— What to work on —
1 - In the geofencing passage, rewrite the stretch from "What is geofencing" through "you like chicken.", substituting "Hungry Jack's" for "KFC" wherever it occurs.
2 - According to the geofencing passage, what technology does geofencing marketing use to create virtual boundaries around a physical space?

— Passage provided —

• • •

Targeting your competitor’s shoppers and customers with win-over strategies and tactics is as old as business. 

 

In a digital world, it is so much easier to achieve. 

Today’s standard operating procedure is to geofence your competitor’s stores – across the State, Australia or most parts of the world. 

Serve digital advertising to people with mobile devices who physically enter their stores.

What is geofencing marketing

 

Geofencing marketing is location-based marketing using GPS technology to create virtual boundaries around any physical space – in this example, your competitor’s retail stores. 

Geofencing allows you to target people with devices within a certain distance of the stores or who have entered the stores with advertising and promotions.

Your pitch – your win-over campaign is critical to faster revenue growth

For example, Mcdonald’s might target its competitors Australia-wide with geofence marketing every day.

  •  It might deliver a different win-over campaign depending on which competitor people went to. If you went to KFC, you might receive Mcdonald’s chicken burgers campaigns – because you like chicken.

• • •

— Data —
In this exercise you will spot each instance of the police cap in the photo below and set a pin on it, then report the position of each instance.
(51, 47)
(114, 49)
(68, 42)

• • •

— Final answers —
1 -
What is geofencing marketing

 

Geofencing marketing is location-based marketing using GPS technology to create virtual boundaries around any physical space – in this example, your competitor’s retail stores. 

Geofencing allows you to target people with devices within a certain distance of the stores or who have entered the stores with advertising and promotions.

Your pitch – your win-over campaign is critical to faster revenue growth

For example, Mcdonald’s might target its competitors Australia-wide with geofence marketing every day.

  •  It might deliver a different win-over campaign depending on which competitor people went to. If you went to Hungry Jack's, you might receive Mcdonald’s chicken burgers campaigns – because you like chicken.

2 - GPS technology.